======== RECORDS TO USE ========

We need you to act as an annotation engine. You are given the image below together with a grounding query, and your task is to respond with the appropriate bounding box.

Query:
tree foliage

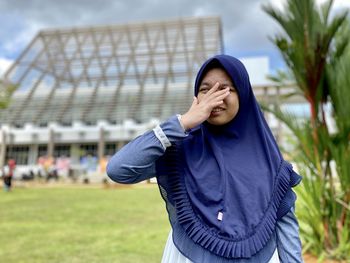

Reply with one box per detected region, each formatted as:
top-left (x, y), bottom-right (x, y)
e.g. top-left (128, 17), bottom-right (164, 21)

top-left (0, 79), bottom-right (16, 109)
top-left (263, 0), bottom-right (350, 259)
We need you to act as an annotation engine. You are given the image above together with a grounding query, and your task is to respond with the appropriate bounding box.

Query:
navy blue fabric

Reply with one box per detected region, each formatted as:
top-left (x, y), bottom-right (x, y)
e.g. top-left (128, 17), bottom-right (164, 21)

top-left (156, 55), bottom-right (302, 259)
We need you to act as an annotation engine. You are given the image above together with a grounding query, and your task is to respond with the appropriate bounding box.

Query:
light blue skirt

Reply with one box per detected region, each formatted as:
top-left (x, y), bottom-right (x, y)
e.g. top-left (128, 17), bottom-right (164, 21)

top-left (161, 230), bottom-right (280, 263)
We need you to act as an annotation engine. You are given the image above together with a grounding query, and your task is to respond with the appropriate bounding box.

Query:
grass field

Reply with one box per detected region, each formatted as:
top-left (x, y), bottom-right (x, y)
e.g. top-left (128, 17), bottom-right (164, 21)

top-left (0, 184), bottom-right (170, 263)
top-left (1, 183), bottom-right (346, 263)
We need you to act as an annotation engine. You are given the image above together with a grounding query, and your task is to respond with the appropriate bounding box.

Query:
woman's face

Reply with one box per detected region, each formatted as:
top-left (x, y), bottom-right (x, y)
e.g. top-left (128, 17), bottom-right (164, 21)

top-left (197, 67), bottom-right (239, 126)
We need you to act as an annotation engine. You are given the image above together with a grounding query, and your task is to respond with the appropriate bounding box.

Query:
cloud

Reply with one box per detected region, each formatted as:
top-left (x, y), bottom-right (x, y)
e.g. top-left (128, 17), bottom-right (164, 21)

top-left (0, 0), bottom-right (264, 60)
top-left (0, 58), bottom-right (13, 77)
top-left (0, 0), bottom-right (348, 73)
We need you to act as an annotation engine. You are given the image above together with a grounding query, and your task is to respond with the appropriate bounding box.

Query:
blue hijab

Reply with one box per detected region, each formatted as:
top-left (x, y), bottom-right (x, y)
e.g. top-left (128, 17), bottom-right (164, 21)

top-left (156, 55), bottom-right (301, 259)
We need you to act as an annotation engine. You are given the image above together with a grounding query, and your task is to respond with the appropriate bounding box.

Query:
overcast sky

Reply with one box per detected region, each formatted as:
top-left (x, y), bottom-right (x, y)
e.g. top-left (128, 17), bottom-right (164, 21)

top-left (0, 0), bottom-right (349, 77)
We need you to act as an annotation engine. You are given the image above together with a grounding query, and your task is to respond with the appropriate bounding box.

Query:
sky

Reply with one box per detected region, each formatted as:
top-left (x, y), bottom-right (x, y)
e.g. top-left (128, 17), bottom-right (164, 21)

top-left (0, 0), bottom-right (349, 77)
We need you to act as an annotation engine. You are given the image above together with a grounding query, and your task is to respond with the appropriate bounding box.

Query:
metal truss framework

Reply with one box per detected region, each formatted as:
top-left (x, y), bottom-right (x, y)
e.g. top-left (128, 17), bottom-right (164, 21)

top-left (1, 16), bottom-right (223, 126)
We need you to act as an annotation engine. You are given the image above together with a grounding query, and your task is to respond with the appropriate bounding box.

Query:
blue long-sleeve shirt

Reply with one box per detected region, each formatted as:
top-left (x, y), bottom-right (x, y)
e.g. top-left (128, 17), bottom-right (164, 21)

top-left (107, 115), bottom-right (187, 183)
top-left (107, 115), bottom-right (303, 263)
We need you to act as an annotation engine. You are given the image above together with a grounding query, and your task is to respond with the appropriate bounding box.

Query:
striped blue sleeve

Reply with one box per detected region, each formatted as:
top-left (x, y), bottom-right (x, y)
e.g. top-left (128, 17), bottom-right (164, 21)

top-left (106, 115), bottom-right (187, 184)
top-left (276, 207), bottom-right (304, 263)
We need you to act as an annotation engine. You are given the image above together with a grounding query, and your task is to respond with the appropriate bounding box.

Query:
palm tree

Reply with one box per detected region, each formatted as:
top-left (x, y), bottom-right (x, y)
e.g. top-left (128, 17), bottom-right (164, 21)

top-left (263, 0), bottom-right (350, 259)
top-left (263, 0), bottom-right (348, 126)
top-left (0, 79), bottom-right (16, 109)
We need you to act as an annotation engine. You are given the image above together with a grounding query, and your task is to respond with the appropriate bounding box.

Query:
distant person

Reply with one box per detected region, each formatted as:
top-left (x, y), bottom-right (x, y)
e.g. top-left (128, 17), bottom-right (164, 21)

top-left (56, 156), bottom-right (71, 178)
top-left (107, 55), bottom-right (303, 262)
top-left (38, 155), bottom-right (55, 178)
top-left (3, 158), bottom-right (16, 192)
top-left (99, 155), bottom-right (109, 174)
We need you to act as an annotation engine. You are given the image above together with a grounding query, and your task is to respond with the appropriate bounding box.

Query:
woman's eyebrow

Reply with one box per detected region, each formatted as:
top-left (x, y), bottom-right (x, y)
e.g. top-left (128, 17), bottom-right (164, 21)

top-left (221, 82), bottom-right (234, 86)
top-left (200, 81), bottom-right (233, 86)
top-left (200, 81), bottom-right (211, 86)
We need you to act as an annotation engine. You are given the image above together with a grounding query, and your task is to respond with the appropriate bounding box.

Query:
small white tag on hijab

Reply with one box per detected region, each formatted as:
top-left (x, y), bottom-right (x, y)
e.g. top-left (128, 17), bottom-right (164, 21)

top-left (217, 211), bottom-right (223, 221)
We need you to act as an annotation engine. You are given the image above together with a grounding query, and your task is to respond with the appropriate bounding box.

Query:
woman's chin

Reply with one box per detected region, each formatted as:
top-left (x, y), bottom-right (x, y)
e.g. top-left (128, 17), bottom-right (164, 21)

top-left (207, 116), bottom-right (228, 126)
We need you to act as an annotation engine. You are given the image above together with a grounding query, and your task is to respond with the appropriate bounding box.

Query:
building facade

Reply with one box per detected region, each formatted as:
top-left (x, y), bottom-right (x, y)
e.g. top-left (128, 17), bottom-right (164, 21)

top-left (0, 17), bottom-right (223, 173)
top-left (0, 16), bottom-right (304, 178)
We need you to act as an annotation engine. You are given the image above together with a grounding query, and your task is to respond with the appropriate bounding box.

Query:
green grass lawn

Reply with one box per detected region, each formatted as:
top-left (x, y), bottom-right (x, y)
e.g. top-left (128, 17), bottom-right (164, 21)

top-left (0, 184), bottom-right (170, 263)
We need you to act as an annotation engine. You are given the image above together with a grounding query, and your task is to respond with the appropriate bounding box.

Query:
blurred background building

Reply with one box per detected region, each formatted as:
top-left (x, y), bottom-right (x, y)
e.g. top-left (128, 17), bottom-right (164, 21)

top-left (0, 16), bottom-right (302, 180)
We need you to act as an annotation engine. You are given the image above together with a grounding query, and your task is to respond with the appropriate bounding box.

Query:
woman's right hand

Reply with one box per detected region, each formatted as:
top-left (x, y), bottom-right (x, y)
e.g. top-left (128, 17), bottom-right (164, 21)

top-left (180, 82), bottom-right (229, 130)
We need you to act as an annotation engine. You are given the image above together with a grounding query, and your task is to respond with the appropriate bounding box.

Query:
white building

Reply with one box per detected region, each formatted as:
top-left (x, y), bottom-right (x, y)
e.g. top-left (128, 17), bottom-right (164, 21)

top-left (0, 16), bottom-right (302, 177)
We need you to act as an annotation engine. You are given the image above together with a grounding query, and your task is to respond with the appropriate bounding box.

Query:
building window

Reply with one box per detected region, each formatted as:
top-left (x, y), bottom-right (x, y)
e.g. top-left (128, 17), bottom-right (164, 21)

top-left (104, 143), bottom-right (116, 156)
top-left (79, 144), bottom-right (97, 158)
top-left (6, 146), bottom-right (29, 165)
top-left (54, 145), bottom-right (71, 158)
top-left (38, 145), bottom-right (48, 157)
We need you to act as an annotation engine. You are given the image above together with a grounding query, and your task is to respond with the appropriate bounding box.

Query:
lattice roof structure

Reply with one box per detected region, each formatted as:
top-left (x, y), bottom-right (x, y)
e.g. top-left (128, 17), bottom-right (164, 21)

top-left (1, 16), bottom-right (223, 127)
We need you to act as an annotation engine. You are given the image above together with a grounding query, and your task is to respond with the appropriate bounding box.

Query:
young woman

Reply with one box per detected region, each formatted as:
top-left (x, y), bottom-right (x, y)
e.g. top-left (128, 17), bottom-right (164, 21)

top-left (107, 55), bottom-right (303, 263)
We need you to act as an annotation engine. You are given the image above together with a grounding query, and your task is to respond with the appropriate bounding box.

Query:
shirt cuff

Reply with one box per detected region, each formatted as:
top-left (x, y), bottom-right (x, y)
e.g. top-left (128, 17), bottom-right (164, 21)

top-left (176, 114), bottom-right (187, 132)
top-left (153, 125), bottom-right (172, 150)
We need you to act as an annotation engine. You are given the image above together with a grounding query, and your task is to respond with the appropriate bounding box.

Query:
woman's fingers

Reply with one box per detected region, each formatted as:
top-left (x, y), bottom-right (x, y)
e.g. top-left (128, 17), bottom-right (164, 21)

top-left (206, 82), bottom-right (220, 96)
top-left (190, 96), bottom-right (198, 107)
top-left (214, 90), bottom-right (230, 102)
top-left (211, 100), bottom-right (225, 108)
top-left (202, 88), bottom-right (229, 104)
top-left (180, 84), bottom-right (229, 130)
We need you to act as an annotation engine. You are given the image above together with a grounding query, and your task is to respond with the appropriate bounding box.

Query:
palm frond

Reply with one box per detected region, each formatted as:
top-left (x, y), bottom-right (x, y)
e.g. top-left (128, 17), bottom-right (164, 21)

top-left (263, 1), bottom-right (350, 258)
top-left (0, 80), bottom-right (16, 109)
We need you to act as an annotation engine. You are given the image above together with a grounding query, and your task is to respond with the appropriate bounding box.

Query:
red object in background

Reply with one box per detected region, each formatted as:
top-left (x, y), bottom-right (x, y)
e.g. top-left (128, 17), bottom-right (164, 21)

top-left (7, 159), bottom-right (16, 177)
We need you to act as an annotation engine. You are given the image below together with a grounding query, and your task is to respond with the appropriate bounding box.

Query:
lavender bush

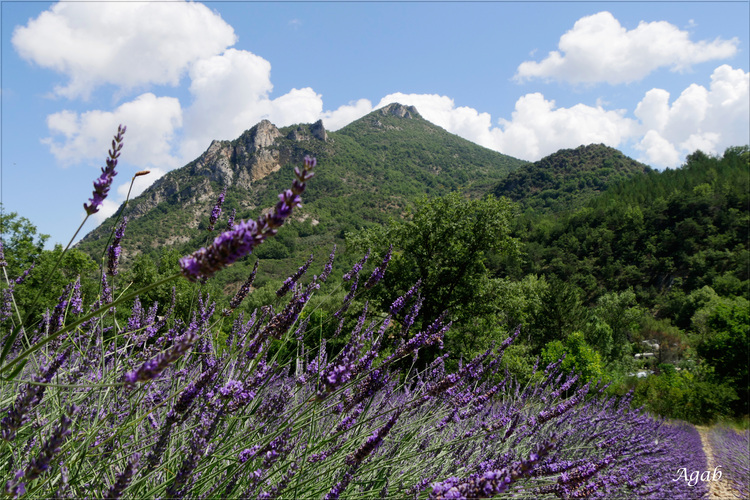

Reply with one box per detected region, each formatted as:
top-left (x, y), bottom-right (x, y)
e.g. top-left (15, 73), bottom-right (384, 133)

top-left (0, 126), bottom-right (721, 499)
top-left (709, 426), bottom-right (750, 498)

========

**WHAT YOU HAVE TO DO:** Set out every line from the material that contains the string "building".

**RESPONSE TO THE TASK:**
building facade
blurred background building
white building
building window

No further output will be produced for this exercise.